#### WRITTEN TASK
Retype the tail of the data exactly, starting at the line containing "Can you see the roof parapet" and stopping at the last line.

** start of RECORDS SHOWN **

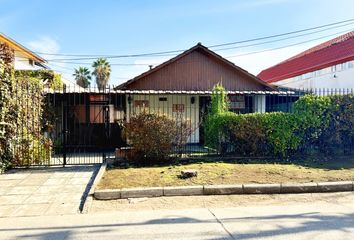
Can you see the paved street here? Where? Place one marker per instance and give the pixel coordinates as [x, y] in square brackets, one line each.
[329, 216]
[44, 191]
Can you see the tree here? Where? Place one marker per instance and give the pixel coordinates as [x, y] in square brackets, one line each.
[82, 77]
[102, 71]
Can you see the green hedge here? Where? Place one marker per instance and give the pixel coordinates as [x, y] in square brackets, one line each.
[253, 134]
[321, 123]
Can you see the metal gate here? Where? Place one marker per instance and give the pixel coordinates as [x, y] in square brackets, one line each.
[85, 132]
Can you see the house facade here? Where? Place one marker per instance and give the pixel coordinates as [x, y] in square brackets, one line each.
[181, 88]
[327, 65]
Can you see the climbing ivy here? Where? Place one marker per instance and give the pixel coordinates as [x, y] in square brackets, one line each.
[22, 125]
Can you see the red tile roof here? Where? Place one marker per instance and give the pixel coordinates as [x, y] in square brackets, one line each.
[337, 50]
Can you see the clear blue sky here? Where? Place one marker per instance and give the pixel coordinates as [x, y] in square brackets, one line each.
[128, 27]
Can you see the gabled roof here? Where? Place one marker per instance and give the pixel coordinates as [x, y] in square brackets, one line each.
[198, 47]
[18, 47]
[332, 52]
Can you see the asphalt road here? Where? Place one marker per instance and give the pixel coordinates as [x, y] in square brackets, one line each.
[316, 219]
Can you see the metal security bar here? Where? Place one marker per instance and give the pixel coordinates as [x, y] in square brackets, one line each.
[74, 125]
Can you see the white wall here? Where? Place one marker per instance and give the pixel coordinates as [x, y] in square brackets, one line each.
[190, 113]
[259, 103]
[22, 63]
[338, 76]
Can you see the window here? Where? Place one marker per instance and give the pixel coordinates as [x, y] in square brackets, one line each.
[333, 68]
[141, 103]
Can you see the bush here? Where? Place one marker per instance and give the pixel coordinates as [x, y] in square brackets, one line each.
[154, 136]
[253, 134]
[322, 123]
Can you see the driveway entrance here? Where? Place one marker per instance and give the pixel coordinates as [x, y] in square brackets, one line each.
[45, 191]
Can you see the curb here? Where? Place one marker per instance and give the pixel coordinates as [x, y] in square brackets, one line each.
[274, 188]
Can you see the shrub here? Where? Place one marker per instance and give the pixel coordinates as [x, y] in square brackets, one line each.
[154, 136]
[253, 134]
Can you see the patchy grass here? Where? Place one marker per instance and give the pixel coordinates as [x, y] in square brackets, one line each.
[229, 173]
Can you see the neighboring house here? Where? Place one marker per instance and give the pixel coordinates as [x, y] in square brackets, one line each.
[327, 65]
[25, 59]
[181, 87]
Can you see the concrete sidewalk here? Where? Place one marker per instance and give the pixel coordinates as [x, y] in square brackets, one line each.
[44, 191]
[317, 220]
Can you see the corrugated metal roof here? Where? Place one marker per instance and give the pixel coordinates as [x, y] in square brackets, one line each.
[159, 92]
[337, 50]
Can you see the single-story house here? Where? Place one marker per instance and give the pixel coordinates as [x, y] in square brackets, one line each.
[181, 87]
[329, 65]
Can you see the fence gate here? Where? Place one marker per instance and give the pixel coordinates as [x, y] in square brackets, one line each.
[86, 130]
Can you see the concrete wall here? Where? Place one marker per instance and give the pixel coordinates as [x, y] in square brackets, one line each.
[22, 62]
[338, 76]
[189, 111]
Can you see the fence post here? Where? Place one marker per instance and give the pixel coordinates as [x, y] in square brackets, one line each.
[65, 130]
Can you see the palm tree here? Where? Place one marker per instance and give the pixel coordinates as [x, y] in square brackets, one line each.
[82, 77]
[102, 71]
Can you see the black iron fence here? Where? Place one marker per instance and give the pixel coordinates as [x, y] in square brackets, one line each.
[74, 125]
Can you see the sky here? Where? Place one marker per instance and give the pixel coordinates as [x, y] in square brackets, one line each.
[124, 27]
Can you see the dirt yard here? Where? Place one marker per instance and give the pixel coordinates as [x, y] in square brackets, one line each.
[228, 173]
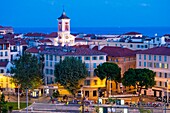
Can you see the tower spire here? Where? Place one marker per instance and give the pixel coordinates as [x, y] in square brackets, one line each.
[64, 11]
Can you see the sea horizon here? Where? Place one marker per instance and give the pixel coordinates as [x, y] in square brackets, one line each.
[146, 31]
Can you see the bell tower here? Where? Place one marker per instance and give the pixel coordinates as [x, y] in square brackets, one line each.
[64, 36]
[64, 23]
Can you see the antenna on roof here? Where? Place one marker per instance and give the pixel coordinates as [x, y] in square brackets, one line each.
[63, 10]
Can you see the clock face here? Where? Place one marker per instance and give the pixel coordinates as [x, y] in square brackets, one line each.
[67, 37]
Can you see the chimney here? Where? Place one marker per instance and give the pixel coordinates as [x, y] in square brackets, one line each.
[100, 47]
[91, 46]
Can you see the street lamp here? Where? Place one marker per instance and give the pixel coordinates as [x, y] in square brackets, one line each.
[18, 98]
[167, 92]
[82, 97]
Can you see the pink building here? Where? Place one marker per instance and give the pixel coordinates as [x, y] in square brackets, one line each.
[158, 60]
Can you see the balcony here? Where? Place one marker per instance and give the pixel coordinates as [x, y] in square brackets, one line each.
[14, 50]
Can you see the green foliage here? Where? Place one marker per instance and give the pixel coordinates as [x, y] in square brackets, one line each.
[3, 104]
[10, 108]
[69, 72]
[56, 94]
[142, 78]
[142, 110]
[109, 71]
[27, 71]
[15, 105]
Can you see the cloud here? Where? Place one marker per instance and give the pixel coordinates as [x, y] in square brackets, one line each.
[144, 5]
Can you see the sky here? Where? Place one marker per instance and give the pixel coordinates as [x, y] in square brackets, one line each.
[86, 13]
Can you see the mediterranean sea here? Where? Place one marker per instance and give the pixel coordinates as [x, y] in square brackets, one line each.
[146, 31]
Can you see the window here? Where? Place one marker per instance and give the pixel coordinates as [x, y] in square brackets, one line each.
[1, 71]
[165, 58]
[160, 65]
[150, 58]
[139, 63]
[55, 58]
[46, 63]
[51, 64]
[149, 64]
[5, 47]
[87, 93]
[95, 82]
[94, 58]
[1, 47]
[46, 57]
[88, 73]
[94, 65]
[1, 53]
[51, 72]
[144, 57]
[160, 83]
[166, 66]
[47, 71]
[160, 74]
[165, 84]
[94, 93]
[156, 65]
[140, 56]
[51, 57]
[101, 58]
[80, 58]
[154, 57]
[87, 82]
[86, 58]
[165, 75]
[87, 65]
[144, 64]
[131, 45]
[160, 58]
[6, 53]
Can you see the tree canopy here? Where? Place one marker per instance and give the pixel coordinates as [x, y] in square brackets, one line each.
[108, 71]
[69, 72]
[27, 71]
[139, 78]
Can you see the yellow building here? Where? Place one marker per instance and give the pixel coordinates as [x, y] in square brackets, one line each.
[6, 84]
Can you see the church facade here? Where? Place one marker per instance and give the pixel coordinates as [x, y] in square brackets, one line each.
[64, 37]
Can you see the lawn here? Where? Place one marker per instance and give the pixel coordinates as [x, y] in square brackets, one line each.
[15, 105]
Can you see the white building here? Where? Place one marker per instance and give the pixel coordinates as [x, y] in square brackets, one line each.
[4, 30]
[64, 36]
[158, 60]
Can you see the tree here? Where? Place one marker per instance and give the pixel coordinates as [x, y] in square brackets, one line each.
[69, 72]
[27, 72]
[3, 104]
[139, 78]
[56, 94]
[108, 71]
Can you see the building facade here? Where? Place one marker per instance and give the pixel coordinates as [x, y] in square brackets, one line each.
[91, 58]
[64, 36]
[158, 60]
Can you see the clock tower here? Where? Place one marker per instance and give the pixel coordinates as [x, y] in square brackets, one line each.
[64, 36]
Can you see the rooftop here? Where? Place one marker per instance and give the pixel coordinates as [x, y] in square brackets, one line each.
[156, 51]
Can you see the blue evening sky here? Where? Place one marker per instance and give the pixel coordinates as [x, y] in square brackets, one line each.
[86, 13]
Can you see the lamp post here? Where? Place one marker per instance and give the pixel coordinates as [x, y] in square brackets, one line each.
[18, 98]
[82, 97]
[167, 92]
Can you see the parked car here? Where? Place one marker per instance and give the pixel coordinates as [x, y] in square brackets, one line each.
[158, 98]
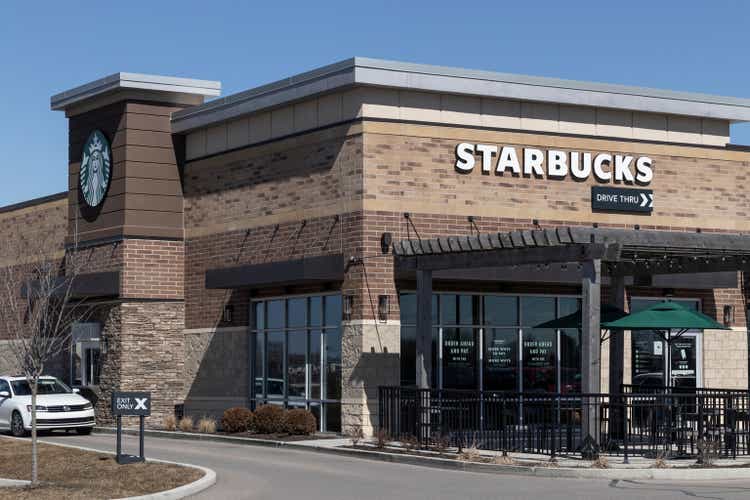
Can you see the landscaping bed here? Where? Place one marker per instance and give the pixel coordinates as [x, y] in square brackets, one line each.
[268, 422]
[77, 474]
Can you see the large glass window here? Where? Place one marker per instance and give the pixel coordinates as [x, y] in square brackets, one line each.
[297, 360]
[489, 342]
[570, 347]
[85, 354]
[459, 366]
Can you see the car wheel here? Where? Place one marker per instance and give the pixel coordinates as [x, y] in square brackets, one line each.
[16, 425]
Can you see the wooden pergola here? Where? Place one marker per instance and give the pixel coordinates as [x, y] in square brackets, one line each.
[617, 253]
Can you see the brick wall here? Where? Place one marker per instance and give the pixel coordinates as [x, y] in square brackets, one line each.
[31, 230]
[412, 167]
[287, 200]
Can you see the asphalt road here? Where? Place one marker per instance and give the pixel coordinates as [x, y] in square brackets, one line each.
[267, 473]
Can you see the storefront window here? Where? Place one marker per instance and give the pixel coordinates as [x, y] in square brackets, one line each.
[547, 360]
[652, 354]
[570, 347]
[539, 366]
[85, 354]
[298, 355]
[500, 359]
[460, 358]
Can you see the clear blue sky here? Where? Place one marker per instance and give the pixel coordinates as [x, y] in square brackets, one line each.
[47, 47]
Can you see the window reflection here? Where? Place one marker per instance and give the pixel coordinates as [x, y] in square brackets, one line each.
[298, 355]
[501, 321]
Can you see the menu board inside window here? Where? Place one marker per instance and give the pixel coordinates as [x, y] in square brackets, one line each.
[648, 353]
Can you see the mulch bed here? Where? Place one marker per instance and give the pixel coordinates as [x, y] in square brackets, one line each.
[77, 474]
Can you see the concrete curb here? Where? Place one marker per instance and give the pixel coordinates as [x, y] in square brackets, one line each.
[205, 482]
[13, 482]
[674, 473]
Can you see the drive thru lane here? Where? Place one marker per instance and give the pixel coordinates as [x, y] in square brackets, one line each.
[271, 473]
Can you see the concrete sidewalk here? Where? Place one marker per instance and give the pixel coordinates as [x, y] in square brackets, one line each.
[261, 472]
[521, 463]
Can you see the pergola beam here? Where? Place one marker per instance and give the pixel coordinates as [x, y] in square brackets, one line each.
[503, 257]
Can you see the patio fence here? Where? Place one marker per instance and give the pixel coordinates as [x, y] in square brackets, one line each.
[655, 423]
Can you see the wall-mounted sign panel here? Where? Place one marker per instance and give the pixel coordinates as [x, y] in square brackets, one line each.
[554, 164]
[609, 199]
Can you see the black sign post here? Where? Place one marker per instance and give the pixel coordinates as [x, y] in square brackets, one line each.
[610, 199]
[130, 404]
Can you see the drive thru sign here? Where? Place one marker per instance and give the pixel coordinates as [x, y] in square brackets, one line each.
[130, 404]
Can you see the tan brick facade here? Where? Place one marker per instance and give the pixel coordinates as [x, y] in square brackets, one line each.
[329, 176]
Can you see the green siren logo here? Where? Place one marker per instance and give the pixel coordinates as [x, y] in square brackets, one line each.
[96, 168]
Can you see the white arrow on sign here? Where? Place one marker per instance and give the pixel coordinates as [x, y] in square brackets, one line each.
[647, 200]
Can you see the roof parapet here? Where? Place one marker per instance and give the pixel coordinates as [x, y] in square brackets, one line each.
[162, 88]
[408, 76]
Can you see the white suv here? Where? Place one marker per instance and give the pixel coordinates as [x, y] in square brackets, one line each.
[57, 406]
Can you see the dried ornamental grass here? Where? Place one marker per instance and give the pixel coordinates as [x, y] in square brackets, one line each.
[207, 425]
[237, 419]
[169, 423]
[300, 422]
[600, 463]
[270, 419]
[503, 460]
[186, 424]
[470, 454]
[356, 434]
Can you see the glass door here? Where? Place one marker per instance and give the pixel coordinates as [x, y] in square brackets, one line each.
[86, 363]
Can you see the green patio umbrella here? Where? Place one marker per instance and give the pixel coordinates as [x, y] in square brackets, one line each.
[573, 320]
[663, 318]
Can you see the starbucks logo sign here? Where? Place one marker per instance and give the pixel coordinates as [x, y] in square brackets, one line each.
[96, 169]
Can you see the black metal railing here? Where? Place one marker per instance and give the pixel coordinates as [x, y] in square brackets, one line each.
[663, 423]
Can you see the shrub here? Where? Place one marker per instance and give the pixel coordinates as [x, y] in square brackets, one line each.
[441, 443]
[300, 422]
[237, 420]
[169, 423]
[270, 419]
[381, 439]
[356, 434]
[411, 443]
[207, 425]
[470, 454]
[600, 463]
[186, 424]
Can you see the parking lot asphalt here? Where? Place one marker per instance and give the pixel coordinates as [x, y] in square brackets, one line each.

** end of RECORDS SHOWN **

#### TASK SOLUTION
Can you see the roof parapet here? Where? Place one marker per instance and give the pixel coordinates as [x, y] in square brackets, one line each.
[162, 88]
[408, 76]
Can you see the white suv here? Where? Place one marker per instance and give the pixel coordinates as [x, y] in square brackets, one line each.
[57, 406]
Can you see the dried ornamental grass here? Where? Place one marker per instance and give the pixel coordinates as [x, y] in square brackets, one line each.
[207, 425]
[237, 419]
[169, 423]
[300, 422]
[600, 463]
[270, 419]
[503, 460]
[186, 424]
[470, 454]
[356, 434]
Can you see the glass door here? Where? Place one marker per instance and give the pixel coordinates as [x, y] in square brackets, one line each.
[86, 363]
Can you see the green patio umbrella here? Where? Place one marker per instance and give the pixel coordinates as [x, y] in square brackets, one line each.
[573, 320]
[663, 318]
Can you see the starbucks logo sign here? Where? Place one marker per instance and give the pixel coordinates as [x, y] in square brackets, one line each.
[96, 169]
Can you see the black metal railing here? Where? Place one marker per instance and give the pixel coordinates as [x, y] in square brackets, one line each.
[663, 423]
Can you see the shrub here? Where? Place one marker per instance and give the pixel coordinates as [x, y] in square brackets, one line each.
[441, 443]
[300, 422]
[237, 420]
[169, 423]
[270, 419]
[381, 439]
[356, 434]
[411, 443]
[207, 425]
[470, 454]
[600, 463]
[186, 424]
Can you see the parking lot asphalt here? Where? Place one marker per instance and give the pixel coordinates as [x, y] in square brackets, one line each.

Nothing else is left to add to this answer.